__PASAJE DEL EJERCICIO__:
+--

Mi particular “conquista del centro” ocurrió cuando comencé a trabajar formalmente; por un par de años, la avenida Urdaneta, la Plaza Candelaria y, sobre todo, la miríada de tascas diseminadas desde la esquina de Urapal hasta la de Pele el Ojo, fueron el objeto de mis afectos. A pesar de que el concepto del tapeo no me era extraño desde la infancia, dada la cantidad de restaurantes españoles que había en Sabana Grande, lo que ocurría en La Candelaria era de otro nivel. Con mi modesto sueldo de primerizo en el mundo de la computación, podía darme el lujo de comer por lo menos una vez por semana en alguno de esos lugares de nombres con reminiscencias ibéricas. Pero no sólo fui feliz por la comida: la cercanía de la avenida Fuerzas Armadas, y sus libreros debajo del puente, me permitieron enriquecer de manera sostenida mi para entonces escuálida biblioteca.

Con el matrimonio, mi vida dio otro vuelco, y me vi mudado lejos de mis escenarios habituales. Ahora mis ratos en familia se desarrollarían al este de la ciudad, y mi cotidianidad se repartiría entre los diversos lugares en los que iría a trabajar, y la zona de La California Norte en donde estaba mi nueva residencia. Vivir a escasos cinco minutos del metro fue una ventaja importante, durante esos años. Por mucho tiempo, ese fue mi medio de transporte por elección, dada su practicidad y economía; por fortuna, casi todos los lugares en los que me tocó trabajar durante un largo período tenían una estación del metro, o una parada del metrobús, cerca. Eran los años en los cuales se notaba la eficacia de las campañas de concientización a la colectividad, y la gente era ordenada, limpia y cordial dentro de las instalaciones subterráneas. Puede sonar a cliché, pero era cierto que la gente se transformaba al entrar a una estación del metro. Tal vez mi carácter ciudadano se haya terminado de forjar en ese espacio democrático, igualador, usado por miembros de todas las clases sociales, sin mayores privilegios que los dictados por la suerte de conseguir un puesto para sentarse, en horas pico.

+--

__DATOS__:
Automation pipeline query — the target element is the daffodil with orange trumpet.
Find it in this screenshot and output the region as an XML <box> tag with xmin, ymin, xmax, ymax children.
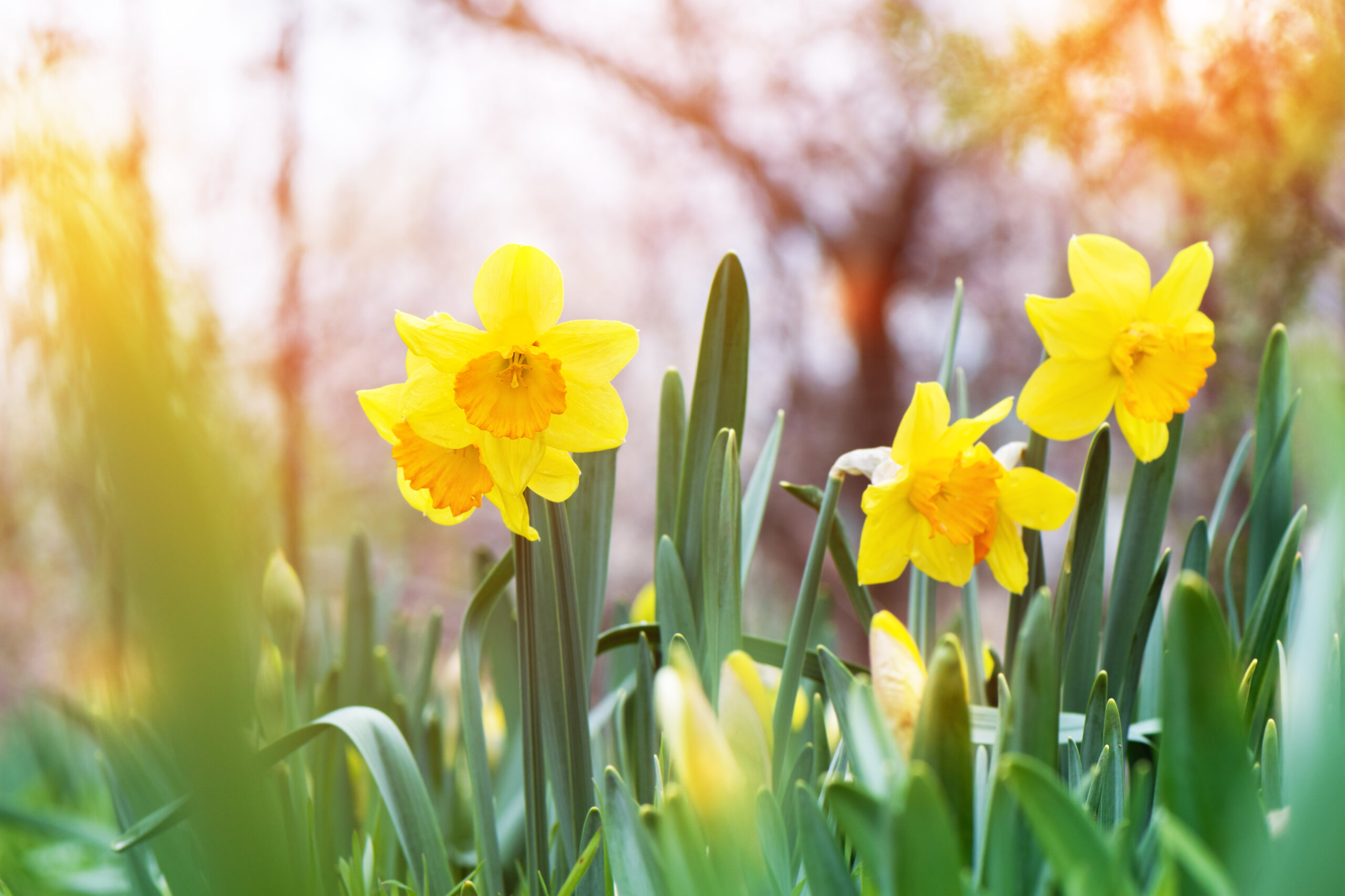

+--

__TAREAS OBLIGATORIAS__:
1. Según el pasaje sobre La Candelaria y el metro, ¿en qué zona estaba la nueva residencia después del matrimonio?
2. Prolonga el pasaje sobre La Candelaria y el metro a partir de su última oración.

__RESPUESTAS POR PUNTO__:
1. En la zona de La California Norte.

2.
En estos últimos años, mi geografía particular se ha ido reduciendo, tanto por el cambio de paradigma en las actividades profesionales como por la contingencia de la pandemia; ahora todo se hace desde casa, y las salidas son esporádicas, para lo indispensable. Nos han encerrado en especies de ghettos, dictados oficialmente por la emergencia, y de manera extraoficial por la escasez de combustible. Cruzar la línea fronteriza entre municipios es tarea ardua, a veces imposible, dependiendo del ánimo del efectivo de turno.

Ya este cuento está bastante largo, por lo que voy a ir cerrándolo. A manera de conclusión, puedo asentar algunas cosas. Durante el transcurso de mi vida, pude experimentar diversas versiones de Caracas, cada una con su propio carácter, bondades y defectos. También, tuve la oportunidad de percibir la condición multicultural de la ciudad, con sus enclaves hispánicos, italianos, judíos, chinos, árabes, balcánicos. He atestiguado su crecimiento, al verla desbordarse tanto hacia el sureste como hacia el noreste, bajo la forma de urbanizaciones que se fueron articulando de manera ordenada al entramado urbano, y de asentamientos informales que reclamaron espacios baldíos por la vía de los hechos; y además su transformación perenne, cosa que no siempre ha sido para bien. Algo que no me complace mucho es saber que hay una Caracas que me es desconocida, o de la cual sé muy poco, y de “segunda mano”: la que se desarrolló hacia el oeste, la que está de El Silencio hacia allá, pues nunca tuve la ocasión, el interés o la necesidad de frecuentarla, y tal vez jamás lo haga. Con pesar, también debo admitir que estamos presenciando su hora menguada, sus momentos oscuros, y lo digo tanto de manera figurada como literal. A despecho de esto último, no puedo dejar de proclamar mis sentimientos hacia esta ciudad, que está a punto de cumplir 453 años. Que sean muchísimos más, que salga de este bache, que resurja. Que recobre su vida cultural, deportiva y rumbera. Que vuelva a ser el orgullo de nosotros, sus pacientes y sufridos habitantes.